**Task description:** Print every line of the data below without any change, but leave the pictures out.
[begin Listed entries]
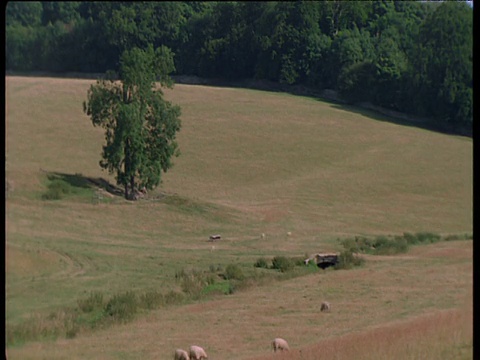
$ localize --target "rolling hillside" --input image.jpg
[5,76,473,359]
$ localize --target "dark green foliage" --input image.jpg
[84,46,180,199]
[5,1,473,135]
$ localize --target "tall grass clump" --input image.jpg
[42,179,73,200]
[5,309,80,345]
[333,250,365,270]
[77,291,104,313]
[138,290,165,310]
[272,256,295,272]
[105,291,138,323]
[339,232,442,255]
[253,257,269,269]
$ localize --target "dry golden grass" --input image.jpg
[6,77,473,359]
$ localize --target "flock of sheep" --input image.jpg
[174,301,330,360]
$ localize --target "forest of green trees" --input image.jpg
[5,0,473,135]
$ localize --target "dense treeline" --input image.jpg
[6,0,473,134]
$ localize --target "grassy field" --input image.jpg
[5,77,473,359]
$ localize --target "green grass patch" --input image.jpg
[42,173,94,200]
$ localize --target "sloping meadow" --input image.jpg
[5,76,473,359]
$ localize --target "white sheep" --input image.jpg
[190,345,208,360]
[272,338,290,352]
[174,349,190,360]
[320,301,330,311]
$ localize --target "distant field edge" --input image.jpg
[5,70,473,138]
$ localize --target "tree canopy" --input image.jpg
[5,0,473,133]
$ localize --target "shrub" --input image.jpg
[253,257,268,269]
[272,256,295,272]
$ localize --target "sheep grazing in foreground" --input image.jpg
[320,301,330,311]
[190,345,208,360]
[174,349,190,360]
[272,338,290,352]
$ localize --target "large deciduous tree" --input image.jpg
[83,46,181,199]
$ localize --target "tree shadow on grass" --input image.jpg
[46,171,123,196]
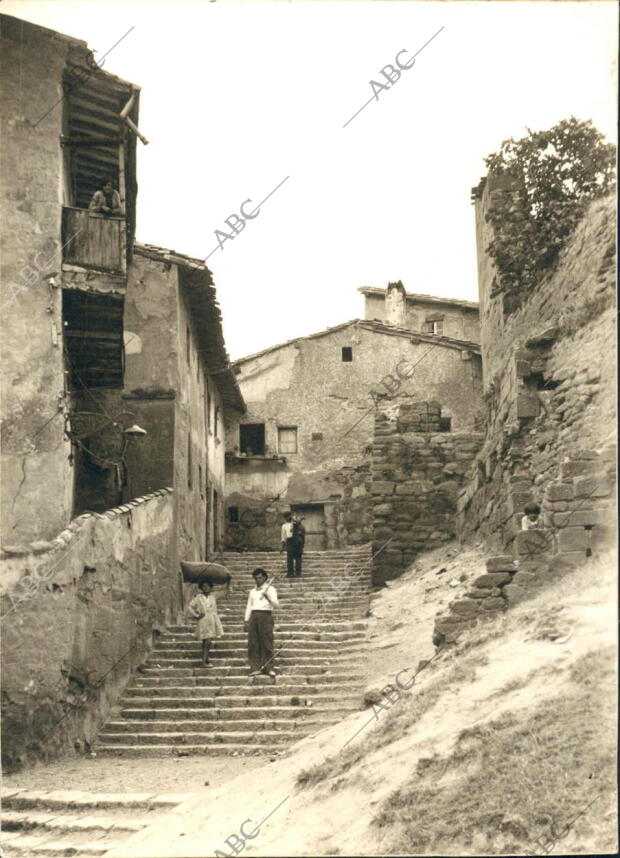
[end Listed entries]
**Written solution:**
$ localize --target "rolling hillside" --input image.jpg
[5,76,473,359]
$ localize --target "dark green foliage" --input image.jpg
[84,46,180,199]
[5,1,473,135]
$ localize --target "tall grass clump" --input image.jpg
[42,179,73,200]
[5,309,80,345]
[333,250,365,270]
[77,291,104,313]
[138,290,165,310]
[272,256,295,272]
[105,291,138,323]
[339,232,442,255]
[253,257,269,269]
$ localize --target "dry golden grass" --input image.jpg
[6,77,473,359]
$ localize --target "flock of sheep" --input image.jpg
[174,301,330,360]
$ localize --target "forest of green trees" --input image.jpg
[5,0,473,135]
$ localize --target "dense treeline" --input image.jpg
[6,0,473,134]
$ localize --target "grassy field" --input image.jpg
[5,77,473,359]
$ localize --target "green grass patch" --input image.jpg
[42,173,94,200]
$ localize --target "sloping meadow" --input image.jpg
[5,76,473,359]
$ localize --target "white sheep" --input image.jpg
[190,345,208,360]
[272,338,290,352]
[174,349,190,360]
[320,301,330,311]
$ localize --target "distant field edge" --input image.jpg
[5,70,473,138]
$ localize --target "tree canopy" --input image.jpg
[5,0,473,133]
$ localize --target "shrub" --input image.jpg
[253,257,268,269]
[272,256,295,272]
$ localize --target "sheep grazing in foreground" --input image.jpg
[320,301,330,311]
[190,345,208,360]
[174,349,190,360]
[272,338,290,352]
$ localize --target "large deciduous tree" --input image.jpg
[83,46,181,199]
$ localize --target "tree shadow on grass" --input image.jpg
[46,171,123,196]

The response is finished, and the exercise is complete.